RECORDS PROVIDED:

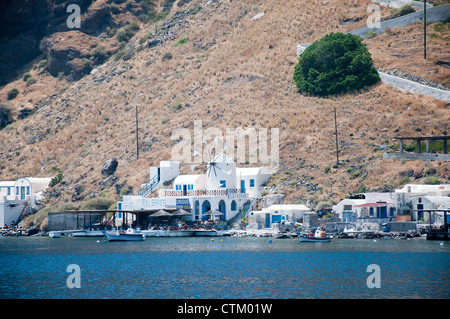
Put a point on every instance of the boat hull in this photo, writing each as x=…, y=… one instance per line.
x=315, y=239
x=88, y=233
x=114, y=236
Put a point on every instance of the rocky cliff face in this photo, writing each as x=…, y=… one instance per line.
x=23, y=23
x=29, y=28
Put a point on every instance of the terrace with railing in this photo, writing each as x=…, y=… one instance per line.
x=230, y=193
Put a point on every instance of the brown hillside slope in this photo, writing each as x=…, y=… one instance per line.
x=232, y=72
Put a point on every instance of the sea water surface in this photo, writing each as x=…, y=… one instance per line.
x=222, y=267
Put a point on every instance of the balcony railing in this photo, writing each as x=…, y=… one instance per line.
x=231, y=193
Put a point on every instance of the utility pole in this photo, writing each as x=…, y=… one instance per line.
x=425, y=29
x=337, y=145
x=137, y=134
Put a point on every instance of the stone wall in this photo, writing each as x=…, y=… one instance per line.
x=439, y=13
x=417, y=156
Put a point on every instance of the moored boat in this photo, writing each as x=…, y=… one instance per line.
x=129, y=235
x=318, y=236
x=88, y=233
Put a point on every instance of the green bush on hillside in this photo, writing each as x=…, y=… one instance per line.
x=12, y=94
x=127, y=32
x=5, y=116
x=336, y=64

ABOUT THIS TASK:
Omit the pictures and reproduce the remaining material above exactly.

OUTPUT FOR THIS TASK:
Put a point on every instance of the boat hull in this photo, writing each as x=…, y=… one instance per line.
x=315, y=239
x=88, y=233
x=114, y=236
Put a point on every instance of the rocky cliff face in this photo, writing each as x=…, y=… one instance per line.
x=23, y=23
x=29, y=28
Put a point on every instance of the terrace with railing in this photo, writing each as x=…, y=… one instance per line.
x=230, y=193
Put a point on every instance of the brown hillside slope in this photo, writing each as x=…, y=… one instance per line.
x=232, y=72
Put a point on every instance of the sea water surface in this photo, writing each as x=…, y=… one instance per line.
x=222, y=267
Put a point on every instance of the balcony railing in this photo, writing each as x=…, y=… one instance per line.
x=231, y=193
Put a point on every instance of the utility pole in this photo, writing each as x=…, y=… one instance per line.
x=425, y=29
x=337, y=145
x=137, y=134
Put a point on every instance of the stone wall in this photo, writing each as x=…, y=… one instance per line.
x=439, y=13
x=417, y=156
Put a point on every instance of the moored boat in this photo, writing each as x=…, y=… one instance per line.
x=129, y=235
x=318, y=236
x=88, y=233
Put a point on every instance of the green bush on hillside in this photo, writing each as x=…, y=… one instance per line.
x=12, y=94
x=127, y=32
x=5, y=116
x=336, y=64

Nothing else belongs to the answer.